begin EXCERPTED RECORDS

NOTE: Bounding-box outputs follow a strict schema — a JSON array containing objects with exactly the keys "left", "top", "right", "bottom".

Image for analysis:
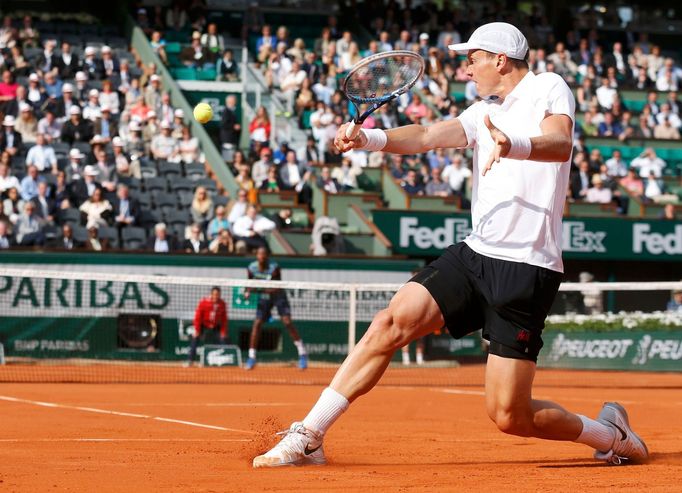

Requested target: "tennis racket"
[{"left": 342, "top": 50, "right": 424, "bottom": 139}]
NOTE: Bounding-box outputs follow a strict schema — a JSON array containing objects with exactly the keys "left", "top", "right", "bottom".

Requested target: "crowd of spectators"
[{"left": 0, "top": 16, "right": 260, "bottom": 253}]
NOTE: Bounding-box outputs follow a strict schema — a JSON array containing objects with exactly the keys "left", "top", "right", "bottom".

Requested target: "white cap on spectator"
[
  {"left": 83, "top": 164, "right": 99, "bottom": 176},
  {"left": 448, "top": 22, "right": 528, "bottom": 60}
]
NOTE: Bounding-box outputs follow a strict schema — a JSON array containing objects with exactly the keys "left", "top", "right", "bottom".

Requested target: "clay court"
[{"left": 0, "top": 366, "right": 682, "bottom": 492}]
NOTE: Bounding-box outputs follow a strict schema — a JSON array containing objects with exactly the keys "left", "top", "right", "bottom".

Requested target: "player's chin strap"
[{"left": 594, "top": 450, "right": 628, "bottom": 466}]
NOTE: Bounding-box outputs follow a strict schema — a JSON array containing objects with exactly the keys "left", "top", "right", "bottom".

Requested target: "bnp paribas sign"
[{"left": 372, "top": 210, "right": 682, "bottom": 261}]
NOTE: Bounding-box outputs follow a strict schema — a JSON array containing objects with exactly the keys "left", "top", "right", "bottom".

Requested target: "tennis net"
[{"left": 0, "top": 267, "right": 682, "bottom": 385}]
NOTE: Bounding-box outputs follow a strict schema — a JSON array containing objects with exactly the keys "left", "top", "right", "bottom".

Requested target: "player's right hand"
[{"left": 334, "top": 123, "right": 367, "bottom": 152}]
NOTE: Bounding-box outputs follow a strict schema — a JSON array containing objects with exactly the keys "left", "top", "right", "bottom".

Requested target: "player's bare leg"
[
  {"left": 244, "top": 318, "right": 263, "bottom": 370},
  {"left": 253, "top": 282, "right": 444, "bottom": 467},
  {"left": 485, "top": 354, "right": 648, "bottom": 464},
  {"left": 282, "top": 315, "right": 308, "bottom": 370}
]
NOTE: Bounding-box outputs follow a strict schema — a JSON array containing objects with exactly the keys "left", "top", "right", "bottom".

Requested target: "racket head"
[{"left": 342, "top": 50, "right": 424, "bottom": 105}]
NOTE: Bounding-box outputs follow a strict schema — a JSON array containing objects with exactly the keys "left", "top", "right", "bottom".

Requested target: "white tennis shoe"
[
  {"left": 253, "top": 422, "right": 327, "bottom": 467},
  {"left": 594, "top": 402, "right": 649, "bottom": 465}
]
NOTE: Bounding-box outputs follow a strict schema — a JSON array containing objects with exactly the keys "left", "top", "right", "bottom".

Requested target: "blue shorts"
[{"left": 256, "top": 293, "right": 291, "bottom": 322}]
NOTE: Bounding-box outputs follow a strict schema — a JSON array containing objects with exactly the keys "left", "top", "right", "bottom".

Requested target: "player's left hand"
[{"left": 483, "top": 115, "right": 511, "bottom": 176}]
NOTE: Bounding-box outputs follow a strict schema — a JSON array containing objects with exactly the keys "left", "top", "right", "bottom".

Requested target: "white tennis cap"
[{"left": 448, "top": 22, "right": 528, "bottom": 60}]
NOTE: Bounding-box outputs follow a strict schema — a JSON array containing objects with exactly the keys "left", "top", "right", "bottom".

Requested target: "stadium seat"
[
  {"left": 144, "top": 177, "right": 168, "bottom": 192},
  {"left": 121, "top": 226, "right": 147, "bottom": 250},
  {"left": 185, "top": 163, "right": 206, "bottom": 181},
  {"left": 57, "top": 207, "right": 81, "bottom": 226},
  {"left": 170, "top": 178, "right": 195, "bottom": 192}
]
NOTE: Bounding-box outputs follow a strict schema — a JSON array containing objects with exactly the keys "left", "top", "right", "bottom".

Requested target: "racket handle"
[{"left": 346, "top": 120, "right": 362, "bottom": 140}]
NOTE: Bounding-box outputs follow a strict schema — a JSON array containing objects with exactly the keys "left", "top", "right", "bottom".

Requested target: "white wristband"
[
  {"left": 506, "top": 133, "right": 531, "bottom": 160},
  {"left": 358, "top": 128, "right": 388, "bottom": 151}
]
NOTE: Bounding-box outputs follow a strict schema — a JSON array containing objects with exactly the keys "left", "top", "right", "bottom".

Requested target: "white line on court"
[
  {"left": 0, "top": 438, "right": 251, "bottom": 443},
  {"left": 0, "top": 395, "right": 256, "bottom": 435}
]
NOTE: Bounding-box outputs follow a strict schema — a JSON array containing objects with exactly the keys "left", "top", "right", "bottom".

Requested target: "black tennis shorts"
[{"left": 410, "top": 242, "right": 563, "bottom": 361}]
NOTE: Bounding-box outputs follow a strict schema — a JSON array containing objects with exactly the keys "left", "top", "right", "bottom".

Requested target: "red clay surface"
[{"left": 0, "top": 367, "right": 682, "bottom": 493}]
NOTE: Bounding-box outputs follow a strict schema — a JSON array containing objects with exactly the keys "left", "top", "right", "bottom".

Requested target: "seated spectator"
[
  {"left": 620, "top": 168, "right": 644, "bottom": 197},
  {"left": 260, "top": 164, "right": 284, "bottom": 192},
  {"left": 400, "top": 169, "right": 424, "bottom": 195},
  {"left": 658, "top": 203, "right": 679, "bottom": 221},
  {"left": 0, "top": 221, "right": 14, "bottom": 250},
  {"left": 0, "top": 115, "right": 22, "bottom": 156},
  {"left": 424, "top": 168, "right": 452, "bottom": 197},
  {"left": 630, "top": 147, "right": 666, "bottom": 178},
  {"left": 31, "top": 181, "right": 57, "bottom": 224},
  {"left": 112, "top": 183, "right": 141, "bottom": 227},
  {"left": 38, "top": 108, "right": 62, "bottom": 143},
  {"left": 178, "top": 125, "right": 199, "bottom": 163},
  {"left": 206, "top": 205, "right": 230, "bottom": 241},
  {"left": 71, "top": 164, "right": 102, "bottom": 207},
  {"left": 85, "top": 221, "right": 109, "bottom": 252},
  {"left": 604, "top": 149, "right": 628, "bottom": 178},
  {"left": 208, "top": 229, "right": 234, "bottom": 255},
  {"left": 78, "top": 188, "right": 113, "bottom": 227},
  {"left": 181, "top": 223, "right": 208, "bottom": 253},
  {"left": 585, "top": 174, "right": 613, "bottom": 204},
  {"left": 232, "top": 205, "right": 275, "bottom": 251},
  {"left": 2, "top": 187, "right": 25, "bottom": 224},
  {"left": 62, "top": 105, "right": 95, "bottom": 146},
  {"left": 21, "top": 166, "right": 45, "bottom": 202},
  {"left": 14, "top": 202, "right": 45, "bottom": 246},
  {"left": 190, "top": 187, "right": 214, "bottom": 228},
  {"left": 441, "top": 157, "right": 472, "bottom": 196},
  {"left": 227, "top": 189, "right": 249, "bottom": 224},
  {"left": 56, "top": 223, "right": 83, "bottom": 250},
  {"left": 147, "top": 223, "right": 177, "bottom": 253},
  {"left": 644, "top": 169, "right": 663, "bottom": 201},
  {"left": 26, "top": 134, "right": 57, "bottom": 175},
  {"left": 597, "top": 111, "right": 623, "bottom": 137},
  {"left": 0, "top": 160, "right": 21, "bottom": 197},
  {"left": 216, "top": 49, "right": 239, "bottom": 82},
  {"left": 317, "top": 166, "right": 340, "bottom": 194}
]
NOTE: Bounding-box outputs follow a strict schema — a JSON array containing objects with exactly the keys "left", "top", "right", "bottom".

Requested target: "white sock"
[
  {"left": 294, "top": 339, "right": 308, "bottom": 356},
  {"left": 575, "top": 414, "right": 616, "bottom": 452},
  {"left": 303, "top": 387, "right": 350, "bottom": 435}
]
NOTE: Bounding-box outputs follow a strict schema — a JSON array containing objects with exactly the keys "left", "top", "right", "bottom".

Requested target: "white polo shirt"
[{"left": 458, "top": 72, "right": 575, "bottom": 272}]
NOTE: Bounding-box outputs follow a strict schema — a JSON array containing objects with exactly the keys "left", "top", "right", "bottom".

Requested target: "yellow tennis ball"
[{"left": 193, "top": 103, "right": 213, "bottom": 123}]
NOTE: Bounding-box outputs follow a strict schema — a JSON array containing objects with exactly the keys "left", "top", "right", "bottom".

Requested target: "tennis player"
[
  {"left": 253, "top": 22, "right": 648, "bottom": 467},
  {"left": 244, "top": 247, "right": 308, "bottom": 370}
]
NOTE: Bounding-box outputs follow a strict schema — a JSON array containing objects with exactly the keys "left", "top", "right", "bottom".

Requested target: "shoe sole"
[{"left": 604, "top": 402, "right": 649, "bottom": 464}]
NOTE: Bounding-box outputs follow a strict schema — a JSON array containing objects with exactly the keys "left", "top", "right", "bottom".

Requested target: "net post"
[{"left": 348, "top": 285, "right": 358, "bottom": 354}]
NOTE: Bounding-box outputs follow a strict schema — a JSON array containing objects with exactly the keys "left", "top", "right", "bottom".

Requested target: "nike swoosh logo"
[
  {"left": 611, "top": 423, "right": 628, "bottom": 441},
  {"left": 303, "top": 444, "right": 322, "bottom": 455}
]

end EXCERPTED RECORDS

→ EXERCISE AIM
Report every line in the records that contains the word "racket".

→ THE REPLY
Requested target: "tennis racket"
Requested target: "racket head"
Requested target: "racket handle"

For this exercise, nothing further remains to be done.